Goal 1: In the climate migration passage, why are the most vulnerable groups more likely to be left exposed to climate impacts? Answer in one to three sentences.
Goal 2: Repeat the part of the climate migration passage starting with "Second, some of" and going on through "and development concern.".
Goal 3: List every form of climate-related migration that the climate migration passage names.

Passage shown:
-- start --
What may seem like a quibble over semantics has very important real-world consequences. If policymakers cannot say who counts as a climate migrant, they will not be able to design policies or legal pathways to support them. A core challenge to defining climate migration is the reality that climate impacts almost always intersect with other drivers of migration and immobility. This means climate-related migration can take many forms: labor migration, asylum seeking, family reunification, student migration, or even human trafficking. These different forms of climate-related movement require very different policy responses.

Thinking Beyond Climate Migration

To better track, forecast, and prepare for migration in an era of climate change, there are several reasons why policymakers and development organizations might benefit from thinking outside the climate migration box. First, it will be especially difficult to distinguish climate migrants from other kinds of migrants in low- and lower-middle-income countries, where national and international development strategies are also driving migration. In many of the countries that are the most vulnerable to climate change, large segments of the population live in rural areas and subsist on small-scale agriculture. In these contexts, governments and nongovernmental actors are striving to make basic gains in access to education, employment, and health care, as well as to invest in infrastructure, security, and climate adaptation. It is precisely in these contexts where rising levels of human and economic development tend to go hand-in-hand with increasing migration. As countries move from low- to middle-income status, and as countries experience gains in schooling, life expectancy, and other indicators of human development, research finds more people move from rural to urban areas and internationally.

Targeted development assistance can enhance individuals' capability to stay in specific climate-stressed locales, but the deep structural changes associated with development—such as expanding infrastructure and education, economic diversification and industrialization, changing life aspirations, and expectations for consumption—have historically led large segments of a country’s population to abandon rural places. As climate change adds additional stress to rural livelihoods, it can be extremely difficult to distinguish who is leaving rural areas because of climate change and who is following in the footsteps of every other industrializing society.

Climate-Related Immobility

Second, some of the most adverse consequences of climate change may come in the form of reduced mobility and what some researchers call “trapped populations." As Richard Black and colleagues noted in the 2011 Foresight report on migration and global environmental change, there tends to be an inverse relationship between vulnerability to climate threats and the ability to migrate away from them. Migration requires significant resources, including money, networks, and know-how. The most vulnerable groups—those with low levels of income and education, the elderly, or those with disabilities—are more likely to be left exposed to the continued impacts of climate change and descend deeper into poverty. Analysts’ focus solely on climate migration risks overshadowing climate-related immobility as an urgent humanitarian and development concern.
-- end --
Point placement records:
-- start --
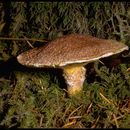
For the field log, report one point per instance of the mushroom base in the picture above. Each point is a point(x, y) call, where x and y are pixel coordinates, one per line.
point(74, 76)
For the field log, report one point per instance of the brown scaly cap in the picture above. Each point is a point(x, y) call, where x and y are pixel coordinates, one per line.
point(69, 49)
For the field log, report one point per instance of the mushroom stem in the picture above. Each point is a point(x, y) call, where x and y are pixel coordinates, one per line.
point(74, 76)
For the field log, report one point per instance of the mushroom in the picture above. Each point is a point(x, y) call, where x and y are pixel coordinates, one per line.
point(71, 53)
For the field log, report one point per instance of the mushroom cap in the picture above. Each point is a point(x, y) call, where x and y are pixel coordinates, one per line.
point(70, 49)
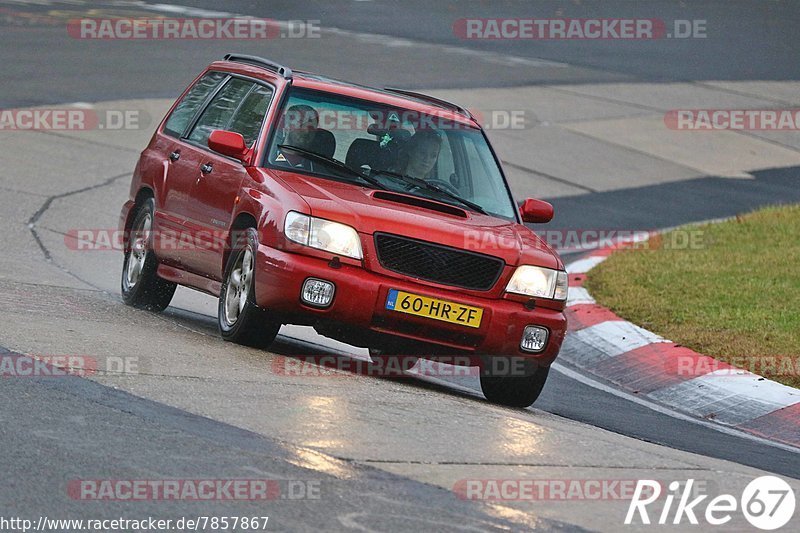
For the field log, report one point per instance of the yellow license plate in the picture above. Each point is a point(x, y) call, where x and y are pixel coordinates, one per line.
point(434, 308)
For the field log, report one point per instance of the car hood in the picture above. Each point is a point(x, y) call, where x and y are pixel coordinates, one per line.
point(371, 211)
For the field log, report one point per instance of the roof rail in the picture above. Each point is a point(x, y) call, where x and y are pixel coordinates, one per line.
point(286, 72)
point(432, 99)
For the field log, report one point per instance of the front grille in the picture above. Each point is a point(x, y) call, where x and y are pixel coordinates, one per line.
point(434, 262)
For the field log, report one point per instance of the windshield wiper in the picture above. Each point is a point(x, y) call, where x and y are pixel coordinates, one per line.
point(425, 185)
point(331, 162)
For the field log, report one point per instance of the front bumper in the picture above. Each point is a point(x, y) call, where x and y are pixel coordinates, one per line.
point(359, 304)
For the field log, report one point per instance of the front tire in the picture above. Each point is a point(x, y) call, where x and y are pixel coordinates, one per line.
point(240, 320)
point(515, 391)
point(140, 285)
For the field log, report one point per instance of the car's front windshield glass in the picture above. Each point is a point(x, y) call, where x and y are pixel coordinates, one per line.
point(397, 149)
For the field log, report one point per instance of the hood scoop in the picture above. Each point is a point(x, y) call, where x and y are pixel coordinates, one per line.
point(419, 202)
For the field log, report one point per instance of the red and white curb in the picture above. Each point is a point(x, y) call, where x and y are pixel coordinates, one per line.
point(640, 362)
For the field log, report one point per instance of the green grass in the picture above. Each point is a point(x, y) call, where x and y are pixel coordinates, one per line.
point(735, 297)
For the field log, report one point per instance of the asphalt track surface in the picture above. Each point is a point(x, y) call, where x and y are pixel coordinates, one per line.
point(70, 426)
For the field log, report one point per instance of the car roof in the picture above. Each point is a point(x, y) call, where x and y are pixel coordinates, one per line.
point(393, 97)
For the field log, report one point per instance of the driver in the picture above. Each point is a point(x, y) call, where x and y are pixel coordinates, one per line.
point(300, 127)
point(420, 154)
point(300, 124)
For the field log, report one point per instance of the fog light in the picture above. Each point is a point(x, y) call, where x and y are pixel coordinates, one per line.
point(534, 339)
point(317, 292)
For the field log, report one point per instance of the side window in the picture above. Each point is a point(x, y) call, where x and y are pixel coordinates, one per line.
point(186, 109)
point(220, 110)
point(251, 113)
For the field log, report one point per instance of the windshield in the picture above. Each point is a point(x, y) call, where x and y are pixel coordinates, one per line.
point(390, 148)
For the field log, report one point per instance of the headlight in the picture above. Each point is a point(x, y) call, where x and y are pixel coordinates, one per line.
point(539, 282)
point(325, 235)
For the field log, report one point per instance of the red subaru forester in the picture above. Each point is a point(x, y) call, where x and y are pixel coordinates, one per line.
point(379, 216)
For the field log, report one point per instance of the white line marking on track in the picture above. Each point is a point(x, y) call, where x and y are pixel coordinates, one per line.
point(577, 376)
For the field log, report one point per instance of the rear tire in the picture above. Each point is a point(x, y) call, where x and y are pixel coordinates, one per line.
point(140, 285)
point(239, 319)
point(515, 391)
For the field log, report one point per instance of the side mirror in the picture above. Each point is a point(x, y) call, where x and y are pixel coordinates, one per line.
point(536, 211)
point(228, 143)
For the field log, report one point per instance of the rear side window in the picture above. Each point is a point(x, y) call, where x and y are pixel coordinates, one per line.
point(251, 113)
point(221, 110)
point(185, 111)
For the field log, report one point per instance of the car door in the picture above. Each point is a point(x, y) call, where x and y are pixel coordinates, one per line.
point(178, 161)
point(240, 106)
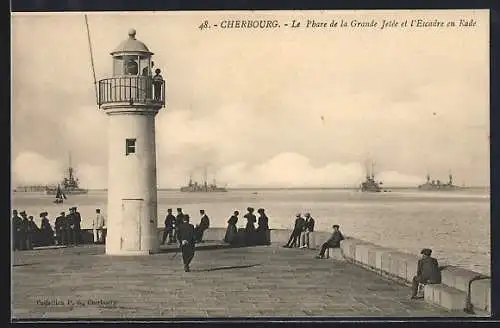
-- end --
Exercise solution 1: Migration requires significant resources, including money, networks, and know-how. Groups with low income and education, the elderly, and those with disabilities are less able to move away from climate threats. They are therefore more likely to stay exposed to continued climate impacts and descend deeper into poverty.

Exercise solution 2:
Second, some of the most adverse consequences of climate change may come in the form of reduced mobility and what some researchers call “trapped populations." As Richard Black and colleagues noted in the 2011 Foresight report on migration and global environmental change, there tends to be an inverse relationship between vulnerability to climate threats and the ability to migrate away from them. Migration requires significant resources, including money, networks, and know-how. The most vulnerable groups—those with low levels of income and education, the elderly, or those with disabilities—are more likely to be left exposed to the continued impacts of climate change and descend deeper into poverty. Analysts’ focus solely on climate migration risks overshadowing climate-related immobility as an urgent humanitarian and development concern.

Exercise solution 3:
- Labor migration
- Asylum seeking
- Family reunification
- Student migration
- Human trafficking